>>>

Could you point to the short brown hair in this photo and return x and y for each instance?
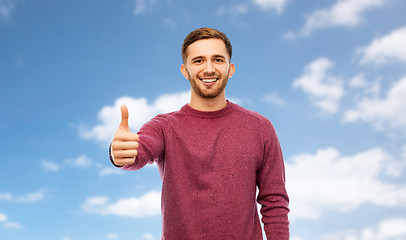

<<<
>>>

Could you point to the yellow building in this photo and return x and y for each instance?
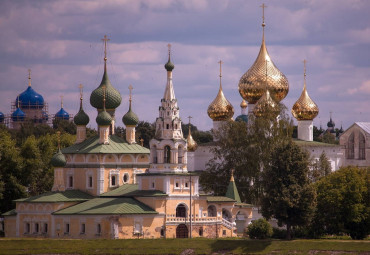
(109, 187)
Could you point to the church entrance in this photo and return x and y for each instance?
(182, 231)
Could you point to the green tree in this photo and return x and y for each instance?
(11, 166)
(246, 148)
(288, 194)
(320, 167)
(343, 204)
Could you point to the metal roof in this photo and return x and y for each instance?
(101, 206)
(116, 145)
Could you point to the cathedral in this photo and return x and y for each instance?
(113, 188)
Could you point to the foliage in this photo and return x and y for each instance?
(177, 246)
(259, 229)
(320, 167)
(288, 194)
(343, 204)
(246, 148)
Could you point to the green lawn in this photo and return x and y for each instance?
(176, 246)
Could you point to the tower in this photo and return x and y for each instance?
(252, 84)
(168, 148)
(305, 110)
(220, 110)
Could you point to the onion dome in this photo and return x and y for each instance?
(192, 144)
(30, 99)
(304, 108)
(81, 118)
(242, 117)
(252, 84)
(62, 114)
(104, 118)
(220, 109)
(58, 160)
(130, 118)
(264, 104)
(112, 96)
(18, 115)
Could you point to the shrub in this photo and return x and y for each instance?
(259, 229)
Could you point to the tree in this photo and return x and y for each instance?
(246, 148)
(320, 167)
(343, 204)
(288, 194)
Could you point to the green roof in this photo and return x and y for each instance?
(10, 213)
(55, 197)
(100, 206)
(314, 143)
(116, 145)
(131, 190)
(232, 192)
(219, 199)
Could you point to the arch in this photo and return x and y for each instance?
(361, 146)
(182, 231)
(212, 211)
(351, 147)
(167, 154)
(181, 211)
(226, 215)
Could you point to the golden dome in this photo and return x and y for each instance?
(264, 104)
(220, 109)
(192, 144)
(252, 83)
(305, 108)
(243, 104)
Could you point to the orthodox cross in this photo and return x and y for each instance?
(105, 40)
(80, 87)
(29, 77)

<<<
>>>

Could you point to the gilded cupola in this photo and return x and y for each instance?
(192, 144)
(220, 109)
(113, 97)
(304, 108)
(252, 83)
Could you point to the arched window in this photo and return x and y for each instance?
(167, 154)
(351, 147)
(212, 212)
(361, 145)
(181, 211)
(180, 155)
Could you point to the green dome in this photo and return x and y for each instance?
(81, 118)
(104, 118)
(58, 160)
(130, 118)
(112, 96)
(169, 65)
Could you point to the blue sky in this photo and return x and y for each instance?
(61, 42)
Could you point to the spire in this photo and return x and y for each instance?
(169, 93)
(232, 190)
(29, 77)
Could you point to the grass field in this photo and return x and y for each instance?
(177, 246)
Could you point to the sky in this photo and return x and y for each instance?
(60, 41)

<<<

Pull out every line above that contains the string "dome" and copy each one in full. The match is case-sensitive.

Could you point to the onion dome in this photo and return x and y for each instance?
Could you point to the golden dome in this photo and return x and y for each instance?
Could you point to the green dome in this photo and return x and y for each instance?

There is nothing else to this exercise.